→ Your goal:
Given the records below, set each one down again exactly as it reads.

→ Data for this exercise:
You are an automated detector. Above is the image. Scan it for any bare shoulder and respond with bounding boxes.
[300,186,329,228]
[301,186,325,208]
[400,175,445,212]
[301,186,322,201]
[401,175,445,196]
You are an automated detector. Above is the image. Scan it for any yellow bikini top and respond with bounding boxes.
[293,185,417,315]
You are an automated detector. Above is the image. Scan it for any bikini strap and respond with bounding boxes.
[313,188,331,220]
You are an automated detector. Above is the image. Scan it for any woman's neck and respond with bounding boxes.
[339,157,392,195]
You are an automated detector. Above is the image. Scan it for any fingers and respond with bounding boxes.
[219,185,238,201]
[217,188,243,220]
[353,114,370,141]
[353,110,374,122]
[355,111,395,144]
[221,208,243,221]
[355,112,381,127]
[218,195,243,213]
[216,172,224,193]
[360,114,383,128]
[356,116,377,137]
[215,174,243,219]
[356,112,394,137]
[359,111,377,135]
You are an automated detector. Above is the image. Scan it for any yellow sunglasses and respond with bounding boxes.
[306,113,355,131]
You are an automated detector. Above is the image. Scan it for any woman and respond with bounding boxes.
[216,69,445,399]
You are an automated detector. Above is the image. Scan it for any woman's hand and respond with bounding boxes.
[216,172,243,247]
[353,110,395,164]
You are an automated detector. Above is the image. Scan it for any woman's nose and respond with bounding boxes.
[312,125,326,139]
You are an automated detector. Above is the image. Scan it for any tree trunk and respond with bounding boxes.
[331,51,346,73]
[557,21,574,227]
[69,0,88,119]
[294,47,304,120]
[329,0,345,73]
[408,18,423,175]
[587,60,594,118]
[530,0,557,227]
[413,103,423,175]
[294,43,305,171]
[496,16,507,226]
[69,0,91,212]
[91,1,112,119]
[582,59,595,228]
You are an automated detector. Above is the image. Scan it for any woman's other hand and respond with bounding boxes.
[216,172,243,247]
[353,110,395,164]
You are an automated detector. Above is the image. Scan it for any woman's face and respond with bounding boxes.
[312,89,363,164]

→ Answer space:
You are an automated detector. Above is the image. Scan it for any bare shoulder and respond with bounding boxes.
[300,186,329,228]
[301,186,325,208]
[400,175,445,212]
[301,186,322,201]
[401,175,445,196]
You are an automated detector. Above is the image. Scan it for any yellow bikini top and respond with bounding boxes.
[293,185,417,315]
You are an automated detector. Above is the image. Scan it for any bikini strap and respond with bounding boxes.
[313,188,331,220]
You are an automated detector. Above is the image. Scan it for any woman's neck and respond with bounding boxes.
[339,157,392,195]
You are an automated detector. Above is the image. Scan it for any fingers and respond with bounding boxes.
[219,185,238,201]
[217,188,243,220]
[353,114,370,141]
[353,110,374,122]
[355,111,395,144]
[221,208,243,221]
[355,112,381,127]
[218,195,243,213]
[216,172,224,193]
[360,114,383,128]
[356,116,377,137]
[215,174,243,219]
[356,112,394,137]
[359,111,377,135]
You are an automated detector. Above is the image. Scan it for any yellow sunglasses and respond with bounding boxes.
[306,113,355,131]
You are an automated detector. Above is the image. Scan it for any woman and respond with bounding boxes.
[216,69,445,399]
You are an automated detector. Above is the image. Scan it for any woman's hand and respond with bounding boxes.
[216,172,243,247]
[353,110,395,164]
You are an automated detector. Above is the image. Scan it for any woman's nose and respond with bounding boxes.
[312,125,326,139]
You are an automated detector. Above is the image. Scan it for any tree trunk and respond with bounding boxes.
[331,51,346,73]
[557,21,574,227]
[69,0,88,119]
[294,47,304,120]
[329,0,345,73]
[408,18,423,175]
[587,60,594,118]
[530,0,557,227]
[413,103,423,175]
[294,43,305,171]
[496,16,507,226]
[69,0,91,212]
[91,1,112,119]
[582,59,595,228]
You are an automated detector. Above is the image. Scan it for any woman's other hand and respond with bounding boxes.
[216,172,243,247]
[353,110,395,164]
You are an automated detector. Above is the image. Scan it for any woman's face and respond with bounding boxes.
[312,89,363,164]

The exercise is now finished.